## Dati forniti
+ + +
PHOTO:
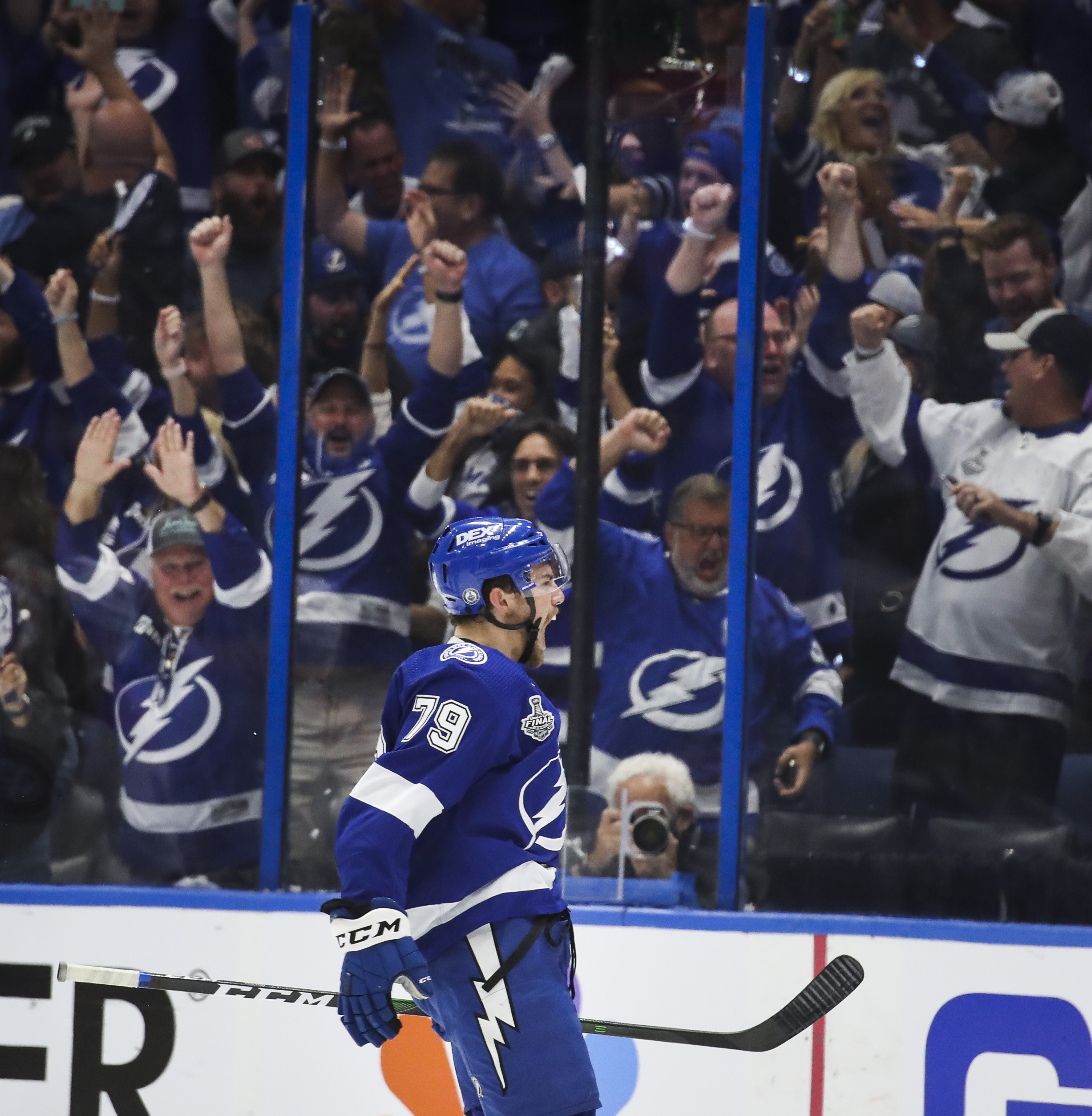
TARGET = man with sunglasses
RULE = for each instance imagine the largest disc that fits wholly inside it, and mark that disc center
+ + +
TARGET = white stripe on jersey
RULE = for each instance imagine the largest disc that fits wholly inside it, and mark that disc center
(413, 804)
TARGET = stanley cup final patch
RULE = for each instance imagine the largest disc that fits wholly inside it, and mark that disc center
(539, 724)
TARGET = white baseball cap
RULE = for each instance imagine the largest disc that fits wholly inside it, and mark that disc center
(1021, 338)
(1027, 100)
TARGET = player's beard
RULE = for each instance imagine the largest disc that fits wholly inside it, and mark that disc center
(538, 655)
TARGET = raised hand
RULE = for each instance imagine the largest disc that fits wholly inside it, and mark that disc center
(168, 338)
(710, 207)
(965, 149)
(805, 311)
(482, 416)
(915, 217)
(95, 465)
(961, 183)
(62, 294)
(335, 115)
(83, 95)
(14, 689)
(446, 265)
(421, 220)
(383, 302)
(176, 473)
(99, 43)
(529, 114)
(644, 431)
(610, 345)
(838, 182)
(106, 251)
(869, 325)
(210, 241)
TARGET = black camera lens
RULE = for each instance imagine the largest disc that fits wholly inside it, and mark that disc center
+ + +
## Esercizio proposto
Estrai dai record ogni riga che contiene la parola "white", distinguendo tra maiuscole e minuscole.

## Soluzione del problema
TARGET = white stripe on jersey
TARGET = white baseball cap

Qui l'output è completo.